### [GIVEN TASK]
Convert all of the entries below into a Markdown table with the columns Row and Line, putting each line in its own numbered row and skipping blank lines. Leave the pictures out of the answer.

### [Point annotations on photos]
╭──

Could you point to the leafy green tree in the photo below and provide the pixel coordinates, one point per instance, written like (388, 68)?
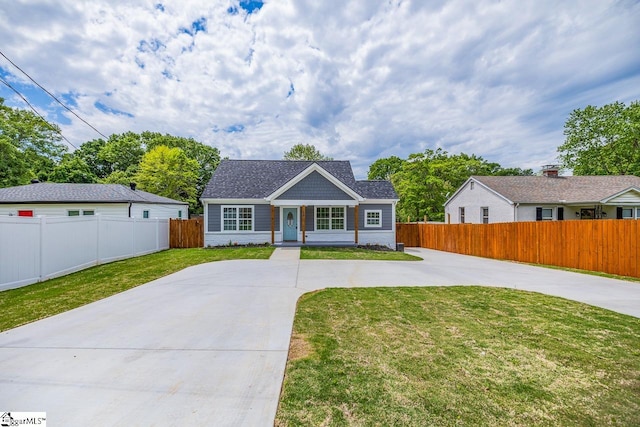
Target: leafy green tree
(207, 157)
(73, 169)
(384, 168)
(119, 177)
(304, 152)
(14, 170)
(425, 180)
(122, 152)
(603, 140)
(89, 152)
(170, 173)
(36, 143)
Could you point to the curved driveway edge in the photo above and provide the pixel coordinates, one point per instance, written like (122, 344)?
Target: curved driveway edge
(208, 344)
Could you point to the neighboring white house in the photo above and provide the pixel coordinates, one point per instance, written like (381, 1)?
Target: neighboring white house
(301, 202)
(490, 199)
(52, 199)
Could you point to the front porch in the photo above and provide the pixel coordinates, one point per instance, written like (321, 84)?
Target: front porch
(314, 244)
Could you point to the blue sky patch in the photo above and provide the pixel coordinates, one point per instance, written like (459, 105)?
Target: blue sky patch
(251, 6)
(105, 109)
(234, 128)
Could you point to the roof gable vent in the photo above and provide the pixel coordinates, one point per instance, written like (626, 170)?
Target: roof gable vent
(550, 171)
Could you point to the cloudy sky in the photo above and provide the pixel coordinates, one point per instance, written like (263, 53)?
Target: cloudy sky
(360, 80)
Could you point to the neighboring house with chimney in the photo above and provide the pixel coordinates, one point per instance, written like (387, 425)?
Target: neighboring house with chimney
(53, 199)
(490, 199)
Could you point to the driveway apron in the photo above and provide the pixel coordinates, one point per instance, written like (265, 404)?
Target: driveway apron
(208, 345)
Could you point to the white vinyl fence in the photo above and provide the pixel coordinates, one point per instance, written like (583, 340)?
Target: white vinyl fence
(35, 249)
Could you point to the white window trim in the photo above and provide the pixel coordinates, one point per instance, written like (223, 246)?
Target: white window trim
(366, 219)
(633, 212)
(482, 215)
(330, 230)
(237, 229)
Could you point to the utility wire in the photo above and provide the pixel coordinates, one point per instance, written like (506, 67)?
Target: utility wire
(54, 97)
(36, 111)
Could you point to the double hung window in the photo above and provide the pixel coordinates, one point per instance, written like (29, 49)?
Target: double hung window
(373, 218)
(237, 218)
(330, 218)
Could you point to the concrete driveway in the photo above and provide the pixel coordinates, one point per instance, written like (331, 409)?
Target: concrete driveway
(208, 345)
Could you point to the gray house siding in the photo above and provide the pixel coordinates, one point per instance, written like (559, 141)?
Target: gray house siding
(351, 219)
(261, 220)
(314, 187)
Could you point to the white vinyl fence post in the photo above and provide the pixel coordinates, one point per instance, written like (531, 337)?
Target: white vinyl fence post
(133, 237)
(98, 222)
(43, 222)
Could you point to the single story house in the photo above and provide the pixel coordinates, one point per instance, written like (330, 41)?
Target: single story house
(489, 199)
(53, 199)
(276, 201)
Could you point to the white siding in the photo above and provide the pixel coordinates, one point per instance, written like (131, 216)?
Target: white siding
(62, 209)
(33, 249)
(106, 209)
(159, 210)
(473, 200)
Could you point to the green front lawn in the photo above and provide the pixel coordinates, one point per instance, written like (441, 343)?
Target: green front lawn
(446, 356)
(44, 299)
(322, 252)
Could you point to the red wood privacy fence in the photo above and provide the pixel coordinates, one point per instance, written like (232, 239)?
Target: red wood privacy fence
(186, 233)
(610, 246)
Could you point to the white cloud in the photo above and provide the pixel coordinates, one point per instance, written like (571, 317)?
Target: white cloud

╰──

### [WORKED ANSWER]
| Row | Line |
|---|---|
| 1 | Could you point to the leafy green tree in the photo below and provide the pixel coordinates, one point per instance, written like (388, 68)? |
| 2 | Target: leafy green tree |
| 3 | (207, 157) |
| 4 | (73, 169) |
| 5 | (384, 168) |
| 6 | (119, 177) |
| 7 | (304, 152) |
| 8 | (14, 170) |
| 9 | (425, 180) |
| 10 | (122, 152) |
| 11 | (603, 140) |
| 12 | (89, 152) |
| 13 | (170, 173) |
| 14 | (36, 143) |
| 15 | Could you point to the curved driveway edge in the photo above and provide the pixel coordinates, one point per instance, written like (122, 344)? |
| 16 | Target: curved driveway edge |
| 17 | (208, 344) |
| 18 | Could you point to the neighboring white house in the photo above and provide the pixel coordinates, one point per instance, written like (381, 1)? |
| 19 | Target: neighboring white house |
| 20 | (301, 202) |
| 21 | (490, 199) |
| 22 | (52, 199) |
| 23 | Could you point to the front porch in the photo above and provide the pixel coordinates, one point per instance, written like (321, 84)? |
| 24 | Target: front porch |
| 25 | (314, 244) |
| 26 | Could you point to the blue sky patch in the photo above and provide the pixel coordinates, one point per instance, written like (459, 105)? |
| 27 | Target: blue sky patch |
| 28 | (251, 6) |
| 29 | (105, 109) |
| 30 | (234, 128) |
| 31 | Could you point to the roof gable vent in the photo above and provide the pixel coordinates, one point per instance, written like (626, 170)? |
| 32 | Target: roof gable vent |
| 33 | (550, 171) |
| 34 | Could you point to the cloudy sky in the photo above and provide the pixel coordinates, one point per instance, written like (263, 53)? |
| 35 | Target: cloudy sky |
| 36 | (360, 80) |
| 37 | Could you point to the neighboring house with chimney in the photo above and provide the pixel coordinates, one point per instance, written like (387, 425)? |
| 38 | Target: neighboring house with chimney |
| 39 | (53, 199) |
| 40 | (490, 199) |
| 41 | Could you point to the driveway apron in the photo above and provide the pixel coordinates, one point per instance, written like (265, 404)? |
| 42 | Target: driveway apron |
| 43 | (208, 345) |
| 44 | Could you point to the white vinyl fence in the photo above and provide the pixel coordinates, one point per instance, written like (583, 340)? |
| 45 | Target: white vinyl fence |
| 46 | (35, 249) |
| 47 | Could you point to the white window trim in the photo above and provide the pixel coordinates, one point per instance, written like (223, 246)? |
| 48 | Target: white window trim |
| 49 | (366, 219) |
| 50 | (633, 212) |
| 51 | (482, 215) |
| 52 | (330, 230) |
| 53 | (237, 229) |
| 54 | Could you point to the utility wire in the photo above and provide the pixel coordinates, one point per instance, written like (506, 67)? |
| 55 | Target: utility wire |
| 56 | (54, 97) |
| 57 | (36, 111) |
| 58 | Could you point to the double hung window in the photo above and provide the pixel coordinates, one point per instance, written like (29, 49)? |
| 59 | Target: double hung window |
| 60 | (373, 218) |
| 61 | (237, 218) |
| 62 | (330, 218) |
| 63 | Could you point to the concrete driveway in the photo above and provide the pixel coordinates, one point per instance, written like (331, 409)? |
| 64 | Target: concrete driveway |
| 65 | (208, 345) |
| 66 | Could you point to the gray house siding in the photo above and provide the pixel coordinates, one point per instance, written like (559, 141)? |
| 67 | Target: gray house siding |
| 68 | (351, 219) |
| 69 | (261, 220) |
| 70 | (314, 187) |
| 71 | Could you point to the white vinyl fence post in the photo above and provide the pixel coordinates, one point per instance, written like (531, 337)? |
| 72 | Target: white vinyl fence post |
| 73 | (133, 237) |
| 74 | (98, 222) |
| 75 | (43, 222) |
| 76 | Could you point to the single story house in the photo above and provide the pixel coordinates, one point per instance, written like (330, 41)? |
| 77 | Target: single story house |
| 78 | (489, 199) |
| 79 | (53, 199) |
| 80 | (276, 201) |
| 81 | Could you point to the white siding in the photo above and provide the pixel coordinates, one point per instance, written like (131, 216)? |
| 82 | Target: white siding |
| 83 | (62, 209) |
| 84 | (33, 249) |
| 85 | (106, 209) |
| 86 | (159, 210) |
| 87 | (473, 200) |
| 88 | Could you point to the green front lawn in the photo above and provide the pixel coordinates, one point per instance, written like (441, 343)? |
| 89 | Target: green front lawn |
| 90 | (446, 356) |
| 91 | (44, 299) |
| 92 | (322, 252) |
| 93 | Could you point to the red wood privacy fence in the photo above and provide the pixel coordinates, one point per instance, written like (232, 239)? |
| 94 | Target: red wood privacy fence |
| 95 | (186, 233) |
| 96 | (610, 246) |
| 97 | Could you point to the white cloud in the photo above and provide the pixel coordinates, one point per instance, written like (571, 317)? |
| 98 | Target: white cloud |